* Stated problem: Swap "marker" for "dot" in the stretch of data from the line containing "One marker per instance of the hillside" through the line containing "[(47, 26), (859, 526), (114, 29)]". Give back only those lines, leaving everything else in them unchanged.

# Supplied records start

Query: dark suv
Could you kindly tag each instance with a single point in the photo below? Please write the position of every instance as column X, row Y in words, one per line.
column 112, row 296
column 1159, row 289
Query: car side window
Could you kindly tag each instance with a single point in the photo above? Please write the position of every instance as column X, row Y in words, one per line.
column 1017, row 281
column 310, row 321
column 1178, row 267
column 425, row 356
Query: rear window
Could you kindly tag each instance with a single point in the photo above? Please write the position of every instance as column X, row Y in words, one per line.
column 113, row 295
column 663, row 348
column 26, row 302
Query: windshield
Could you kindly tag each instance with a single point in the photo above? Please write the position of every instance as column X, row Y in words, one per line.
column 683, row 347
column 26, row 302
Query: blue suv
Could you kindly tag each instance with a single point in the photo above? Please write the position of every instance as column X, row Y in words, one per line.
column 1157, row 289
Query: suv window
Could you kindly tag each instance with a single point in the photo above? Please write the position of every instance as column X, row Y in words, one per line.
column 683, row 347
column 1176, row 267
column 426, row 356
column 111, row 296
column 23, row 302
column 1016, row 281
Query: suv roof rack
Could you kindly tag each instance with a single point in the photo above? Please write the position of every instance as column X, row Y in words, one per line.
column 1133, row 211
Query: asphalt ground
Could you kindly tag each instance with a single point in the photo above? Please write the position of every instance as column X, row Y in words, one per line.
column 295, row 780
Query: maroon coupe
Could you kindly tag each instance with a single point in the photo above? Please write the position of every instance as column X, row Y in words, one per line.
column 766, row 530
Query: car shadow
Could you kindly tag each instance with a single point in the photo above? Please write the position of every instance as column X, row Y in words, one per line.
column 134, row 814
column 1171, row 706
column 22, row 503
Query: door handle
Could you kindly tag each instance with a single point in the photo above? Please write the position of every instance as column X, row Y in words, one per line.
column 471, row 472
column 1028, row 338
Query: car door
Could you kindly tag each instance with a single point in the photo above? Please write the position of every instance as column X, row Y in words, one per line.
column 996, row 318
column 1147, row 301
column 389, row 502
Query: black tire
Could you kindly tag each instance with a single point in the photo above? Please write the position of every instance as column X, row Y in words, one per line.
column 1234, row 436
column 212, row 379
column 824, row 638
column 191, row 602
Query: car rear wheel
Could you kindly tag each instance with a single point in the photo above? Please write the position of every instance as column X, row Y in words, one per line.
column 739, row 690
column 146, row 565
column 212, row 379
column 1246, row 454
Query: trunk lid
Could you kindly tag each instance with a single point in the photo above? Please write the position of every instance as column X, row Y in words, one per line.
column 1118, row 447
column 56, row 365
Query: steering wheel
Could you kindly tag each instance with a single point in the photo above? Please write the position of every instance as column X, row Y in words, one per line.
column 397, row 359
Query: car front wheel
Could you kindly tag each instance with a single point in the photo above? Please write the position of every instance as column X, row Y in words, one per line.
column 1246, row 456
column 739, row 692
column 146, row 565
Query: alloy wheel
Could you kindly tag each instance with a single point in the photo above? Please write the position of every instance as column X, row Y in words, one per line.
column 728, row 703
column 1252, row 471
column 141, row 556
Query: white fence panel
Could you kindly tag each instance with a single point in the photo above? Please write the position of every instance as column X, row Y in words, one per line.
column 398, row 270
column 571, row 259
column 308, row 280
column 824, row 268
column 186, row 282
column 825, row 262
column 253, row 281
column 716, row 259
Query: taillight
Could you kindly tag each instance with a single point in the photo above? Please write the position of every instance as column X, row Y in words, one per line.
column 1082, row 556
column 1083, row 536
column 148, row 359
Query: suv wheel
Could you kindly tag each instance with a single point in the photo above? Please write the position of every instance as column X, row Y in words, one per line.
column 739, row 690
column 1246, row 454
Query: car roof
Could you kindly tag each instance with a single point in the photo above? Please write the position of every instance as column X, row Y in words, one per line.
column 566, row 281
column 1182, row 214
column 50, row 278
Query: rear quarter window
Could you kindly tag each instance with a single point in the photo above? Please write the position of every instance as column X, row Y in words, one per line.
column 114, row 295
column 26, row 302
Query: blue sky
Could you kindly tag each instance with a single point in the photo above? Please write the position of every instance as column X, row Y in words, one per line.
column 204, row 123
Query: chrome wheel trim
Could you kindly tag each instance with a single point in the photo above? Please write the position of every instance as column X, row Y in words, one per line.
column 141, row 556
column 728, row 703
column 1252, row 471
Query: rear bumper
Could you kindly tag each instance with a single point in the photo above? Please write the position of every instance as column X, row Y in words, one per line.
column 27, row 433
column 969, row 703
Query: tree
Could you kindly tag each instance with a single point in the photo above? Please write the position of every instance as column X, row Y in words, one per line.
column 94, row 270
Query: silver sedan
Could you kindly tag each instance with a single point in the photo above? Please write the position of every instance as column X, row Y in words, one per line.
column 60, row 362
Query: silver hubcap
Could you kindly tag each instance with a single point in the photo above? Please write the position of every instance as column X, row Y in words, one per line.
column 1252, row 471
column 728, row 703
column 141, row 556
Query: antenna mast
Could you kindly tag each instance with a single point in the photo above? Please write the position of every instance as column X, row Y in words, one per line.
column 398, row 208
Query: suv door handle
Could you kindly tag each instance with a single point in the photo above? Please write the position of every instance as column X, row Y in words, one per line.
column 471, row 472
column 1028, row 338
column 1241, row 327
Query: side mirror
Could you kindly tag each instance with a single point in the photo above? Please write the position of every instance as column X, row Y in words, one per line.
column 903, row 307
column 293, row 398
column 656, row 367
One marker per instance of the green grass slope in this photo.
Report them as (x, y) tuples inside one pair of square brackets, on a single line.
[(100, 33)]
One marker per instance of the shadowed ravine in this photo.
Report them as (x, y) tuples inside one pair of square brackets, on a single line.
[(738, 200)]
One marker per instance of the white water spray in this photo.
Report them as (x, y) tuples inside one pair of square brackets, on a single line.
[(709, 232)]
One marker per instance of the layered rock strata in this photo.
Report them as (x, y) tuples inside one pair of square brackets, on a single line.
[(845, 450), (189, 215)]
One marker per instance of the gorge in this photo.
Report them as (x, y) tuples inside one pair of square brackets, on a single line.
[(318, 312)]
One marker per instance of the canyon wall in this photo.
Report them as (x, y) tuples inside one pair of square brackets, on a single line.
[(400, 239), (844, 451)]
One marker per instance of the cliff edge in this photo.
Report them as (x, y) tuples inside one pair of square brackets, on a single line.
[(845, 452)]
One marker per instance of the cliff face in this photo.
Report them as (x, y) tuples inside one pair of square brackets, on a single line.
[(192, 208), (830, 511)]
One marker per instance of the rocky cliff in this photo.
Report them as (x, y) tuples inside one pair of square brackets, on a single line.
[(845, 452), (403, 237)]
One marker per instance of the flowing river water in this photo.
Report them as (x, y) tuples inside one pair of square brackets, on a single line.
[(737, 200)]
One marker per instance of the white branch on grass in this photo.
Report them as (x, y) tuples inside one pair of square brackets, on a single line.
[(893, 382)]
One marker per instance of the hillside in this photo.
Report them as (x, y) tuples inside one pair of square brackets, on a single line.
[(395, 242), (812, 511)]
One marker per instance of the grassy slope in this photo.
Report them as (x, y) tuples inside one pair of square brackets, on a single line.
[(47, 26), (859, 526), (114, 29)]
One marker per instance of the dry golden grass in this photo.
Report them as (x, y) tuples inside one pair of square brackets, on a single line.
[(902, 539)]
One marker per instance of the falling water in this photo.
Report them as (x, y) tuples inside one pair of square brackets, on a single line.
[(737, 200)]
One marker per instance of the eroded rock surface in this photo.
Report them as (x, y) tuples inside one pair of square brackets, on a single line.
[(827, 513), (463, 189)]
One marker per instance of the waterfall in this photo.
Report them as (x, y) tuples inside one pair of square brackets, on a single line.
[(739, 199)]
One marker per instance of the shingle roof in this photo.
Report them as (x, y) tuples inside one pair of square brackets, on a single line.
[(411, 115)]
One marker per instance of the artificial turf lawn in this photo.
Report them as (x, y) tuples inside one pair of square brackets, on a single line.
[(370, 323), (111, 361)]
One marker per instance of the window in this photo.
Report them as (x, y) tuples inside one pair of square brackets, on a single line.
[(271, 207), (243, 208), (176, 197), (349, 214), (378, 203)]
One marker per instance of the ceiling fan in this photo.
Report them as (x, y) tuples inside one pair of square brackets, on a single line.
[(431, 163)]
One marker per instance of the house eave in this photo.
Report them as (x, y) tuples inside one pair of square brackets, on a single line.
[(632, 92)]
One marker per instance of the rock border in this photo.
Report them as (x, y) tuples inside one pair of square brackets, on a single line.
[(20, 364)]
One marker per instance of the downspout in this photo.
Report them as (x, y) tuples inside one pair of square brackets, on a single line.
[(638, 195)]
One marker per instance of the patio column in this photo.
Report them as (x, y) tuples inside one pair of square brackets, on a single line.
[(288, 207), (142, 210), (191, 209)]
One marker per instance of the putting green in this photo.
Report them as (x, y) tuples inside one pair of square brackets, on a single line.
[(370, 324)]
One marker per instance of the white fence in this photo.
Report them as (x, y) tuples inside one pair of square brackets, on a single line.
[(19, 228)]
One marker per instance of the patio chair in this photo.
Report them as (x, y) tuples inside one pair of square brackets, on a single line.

# Supplied records end

* Full output:
One dot per instance of the hillside in this photo.
Report them as (x, y) tuples inside one pair of square brackets, on a single line.
[(395, 242), (812, 511)]
One dot per instance of the grassy slope in this photo.
Report them as (x, y) tuples inside one pair of square brackets, on a single line.
[(47, 26), (859, 526), (114, 29)]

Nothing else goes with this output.